#### Aim of the exercise
Only the pictures are to be left out; set down the rest of the records exactly.

Start of Records provided

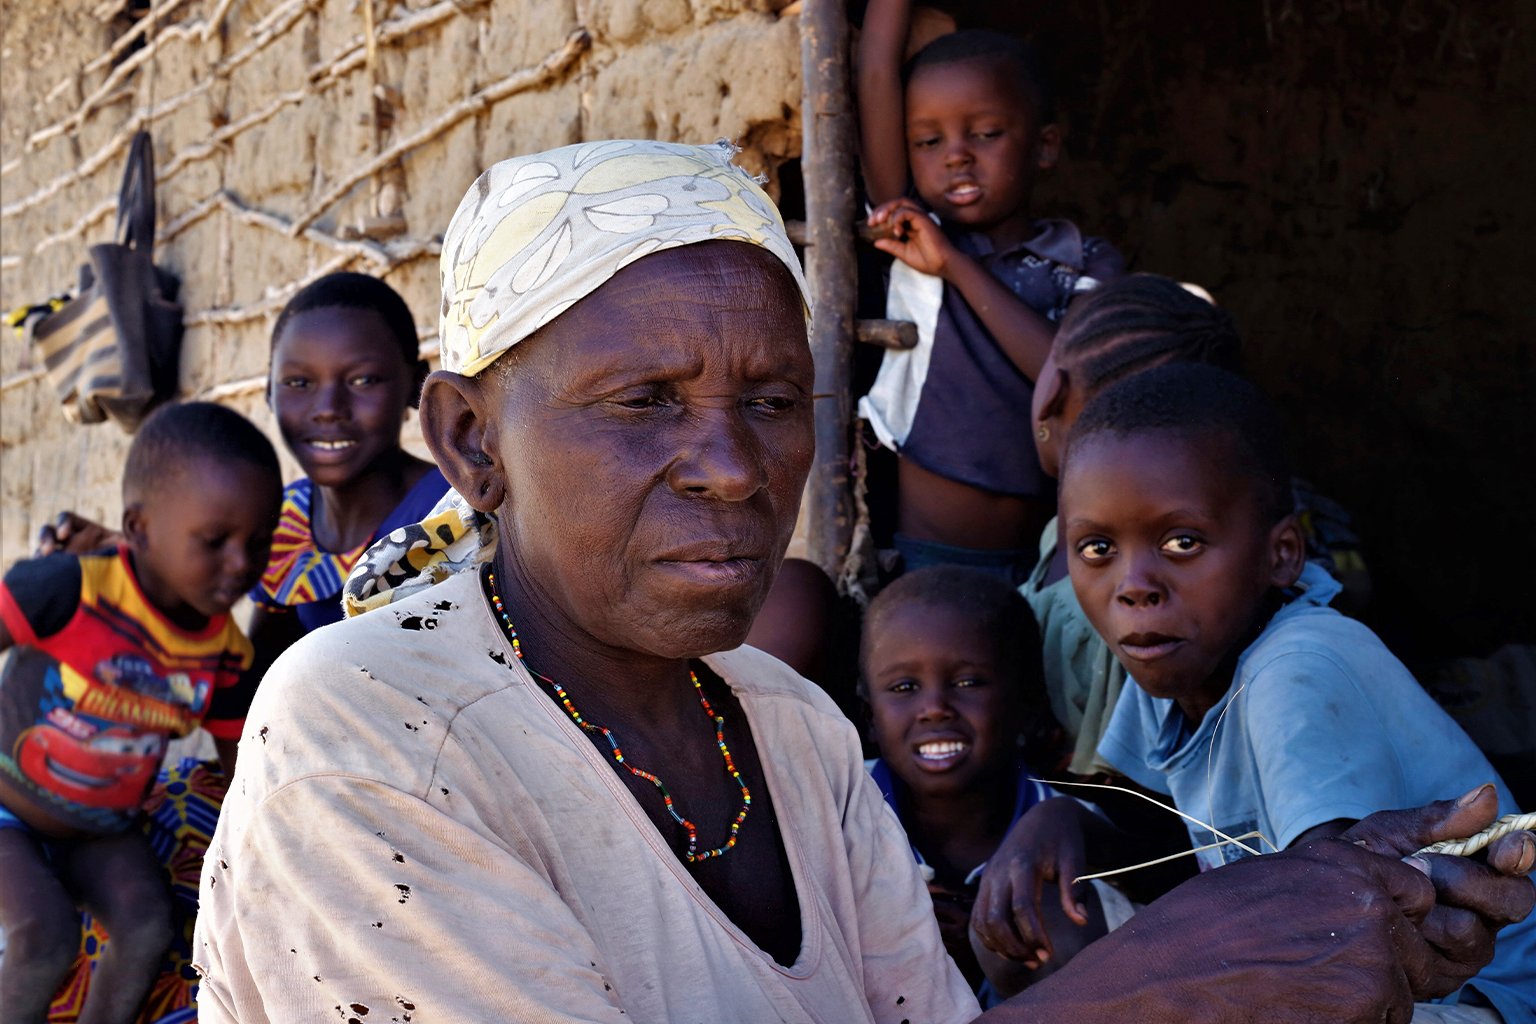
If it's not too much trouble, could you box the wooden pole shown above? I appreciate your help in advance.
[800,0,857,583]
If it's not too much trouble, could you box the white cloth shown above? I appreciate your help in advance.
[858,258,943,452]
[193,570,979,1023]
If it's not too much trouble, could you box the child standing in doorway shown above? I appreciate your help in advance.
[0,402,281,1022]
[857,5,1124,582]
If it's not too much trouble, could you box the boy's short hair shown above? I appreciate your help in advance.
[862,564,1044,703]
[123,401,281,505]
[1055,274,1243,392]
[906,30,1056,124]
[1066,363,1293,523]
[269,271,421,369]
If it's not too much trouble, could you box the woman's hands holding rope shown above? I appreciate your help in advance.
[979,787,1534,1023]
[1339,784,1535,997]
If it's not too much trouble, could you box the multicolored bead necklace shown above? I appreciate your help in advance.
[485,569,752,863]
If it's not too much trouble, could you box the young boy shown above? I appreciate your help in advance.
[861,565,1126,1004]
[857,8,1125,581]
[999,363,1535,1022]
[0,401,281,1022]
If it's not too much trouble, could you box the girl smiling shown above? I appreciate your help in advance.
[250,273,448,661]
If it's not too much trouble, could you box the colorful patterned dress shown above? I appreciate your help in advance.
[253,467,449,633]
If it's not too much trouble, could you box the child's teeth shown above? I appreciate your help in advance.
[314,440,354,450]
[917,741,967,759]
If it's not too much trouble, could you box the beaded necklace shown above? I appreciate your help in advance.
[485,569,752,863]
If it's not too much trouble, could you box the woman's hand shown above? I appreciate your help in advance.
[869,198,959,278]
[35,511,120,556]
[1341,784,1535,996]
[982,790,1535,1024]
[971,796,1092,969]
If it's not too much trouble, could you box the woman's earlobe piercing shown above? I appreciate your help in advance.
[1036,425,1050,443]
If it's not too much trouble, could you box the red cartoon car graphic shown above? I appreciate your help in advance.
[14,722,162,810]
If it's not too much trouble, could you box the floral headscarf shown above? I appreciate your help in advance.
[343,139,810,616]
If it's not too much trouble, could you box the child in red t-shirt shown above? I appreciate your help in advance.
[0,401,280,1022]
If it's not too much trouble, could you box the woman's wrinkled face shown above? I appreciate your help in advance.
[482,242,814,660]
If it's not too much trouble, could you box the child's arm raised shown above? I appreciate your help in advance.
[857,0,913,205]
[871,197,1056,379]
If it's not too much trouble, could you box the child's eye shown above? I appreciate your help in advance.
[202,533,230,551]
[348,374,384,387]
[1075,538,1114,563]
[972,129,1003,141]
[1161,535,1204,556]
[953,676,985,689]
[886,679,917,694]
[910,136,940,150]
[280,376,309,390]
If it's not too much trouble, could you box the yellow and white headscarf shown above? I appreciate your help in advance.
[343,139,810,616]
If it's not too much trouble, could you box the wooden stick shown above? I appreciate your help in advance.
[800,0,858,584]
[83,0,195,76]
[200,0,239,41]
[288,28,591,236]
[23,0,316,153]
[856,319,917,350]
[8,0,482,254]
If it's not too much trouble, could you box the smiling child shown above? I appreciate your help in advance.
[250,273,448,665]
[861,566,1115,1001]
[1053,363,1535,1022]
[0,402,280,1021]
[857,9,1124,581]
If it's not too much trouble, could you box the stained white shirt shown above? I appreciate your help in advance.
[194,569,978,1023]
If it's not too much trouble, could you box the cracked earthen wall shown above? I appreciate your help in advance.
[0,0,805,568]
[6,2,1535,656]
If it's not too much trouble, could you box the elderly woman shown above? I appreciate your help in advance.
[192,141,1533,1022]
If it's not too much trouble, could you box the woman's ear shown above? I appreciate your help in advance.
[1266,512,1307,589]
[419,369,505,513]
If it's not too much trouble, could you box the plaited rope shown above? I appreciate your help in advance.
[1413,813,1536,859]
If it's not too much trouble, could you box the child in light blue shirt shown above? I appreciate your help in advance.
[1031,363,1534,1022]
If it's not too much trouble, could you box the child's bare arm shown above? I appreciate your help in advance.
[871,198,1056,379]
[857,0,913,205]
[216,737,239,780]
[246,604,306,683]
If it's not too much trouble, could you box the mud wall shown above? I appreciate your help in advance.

End of Records provided

#### Solution to this problem
If it's not too much trouble, could you box the wooden pole shown above? I appreciate your help in advance.
[800,0,857,583]
If it's not too much trouble, could you box the white cloth shown above? I appreciate your help in advance.
[858,258,943,452]
[193,570,979,1023]
If it's not too much trouble, could you box the child standing in doorway shown above? I appreciate your help in advance.
[0,402,281,1022]
[857,5,1124,582]
If it's not too much trouble, could you box the boy's short hair shown above? I appreciate your help in advance.
[862,564,1044,703]
[123,401,281,505]
[1055,274,1243,392]
[906,30,1056,124]
[1066,363,1293,523]
[269,271,421,369]
If it's not too much trouble, could you box the woman's hands holding rope shown above? I appreciate your help in advance.
[979,787,1534,1023]
[1339,784,1535,997]
If it's not too much trouble, could you box the multicolored bead necklace shown above? I appreciate your help in advance.
[485,569,752,863]
If it's not too much trouble, could you box the young boy shown above? I appreciate your help in advance.
[861,565,1126,1004]
[857,8,1125,581]
[999,363,1535,1022]
[0,401,281,1022]
If it's not too much trouble, could you box the girl smiling shown above? I appreciate your help in advance.
[250,273,448,661]
If it's not too much trouble, could you box the colorful patterned dress shown above? I appreciate your help in advance.
[253,467,449,633]
If it's not too much trouble, could you box the child's teeth shown above? I appreciate your help in advance.
[314,440,354,450]
[917,741,967,759]
If it's not too much trouble, could you box the beaded necklace shown above? I appreciate your help in advance.
[485,569,752,863]
If it's not too much trouble, could you box the woman's hand shown above? I appreciate your help in advance.
[869,198,959,278]
[35,511,120,556]
[1341,784,1535,996]
[982,790,1535,1024]
[971,796,1092,969]
If it's not too much trouble, could you box the woman's earlobe piercing shown above? I appreciate your help in advance.
[1036,425,1050,443]
If it's not too much trouble, could you box the red cartoon car graphic shown above? I appreciate your help in advance.
[14,722,162,810]
If it's not too much trouble, could you box the floral headscarf shown above? I appreciate your help in advance.
[343,139,810,616]
If it's not too much trouble, could you box the child in red t-shirt shown above? I appreciate your help in advance.
[0,401,280,1022]
If it's not too much trouble, could you box the woman's wrinkled face shown above? I appreciate your help in advance.
[482,242,814,660]
If it's not too much trouble, could you box the child's arm raised shown above? I appreciate your help in advance.
[857,0,913,205]
[871,197,1056,379]
If it's not too much trouble, could you box the child's eye shown above? I appreciate your help in advance.
[202,533,230,551]
[348,374,384,387]
[1075,538,1114,563]
[972,129,1003,141]
[1161,535,1204,556]
[953,676,985,689]
[886,679,917,694]
[910,136,940,150]
[280,376,309,390]
If it's not too much trouble, could you box the yellow and white headscarf shown above? I appreciate your help in advance.
[343,139,810,616]
If it's not too much trouble, could you box the wooden stick shown above? I appreciate your help in advance.
[800,0,858,584]
[83,0,195,76]
[200,0,239,41]
[288,28,591,236]
[23,0,316,153]
[856,319,917,350]
[8,0,482,254]
If it's not too much trouble, could you box the smiling child shown above? I appreciate your help in advance.
[250,273,448,665]
[861,566,1115,1001]
[1053,363,1535,1022]
[0,402,280,1021]
[857,9,1124,581]
If it's not too much trouble, could you box the stained white shirt shown above? I appreciate your help in advance.
[194,569,978,1023]
If it's not too much trouble, could you box the cracked earthen wall shown above? I appreciate your help in advance.
[0,0,805,568]
[6,2,1535,656]
If it's not too much trouble, could you box the elderly woman shown above? I appreciate your help in advance.
[192,141,1533,1022]
If it's not too much trouble, could you box the woman's ear shown above? I appreciate your help in advance.
[1266,512,1307,589]
[419,369,505,513]
If it's not too much trouble, could you box the plaited rope shown above? I appreciate your help in advance.
[1413,813,1536,859]
If it's not too much trouble, could you box the child in light blue shirt shown above? I appreciate your help in advance.
[1031,363,1534,1022]
If it's not too much trouble, could you box the child's bare arm shown above? I appreciate your help in advance.
[871,198,1056,379]
[857,0,913,205]
[216,737,239,780]
[246,604,306,683]
If it's not too much trouble, could you box the mud wall shown above? I appreciate your help in advance.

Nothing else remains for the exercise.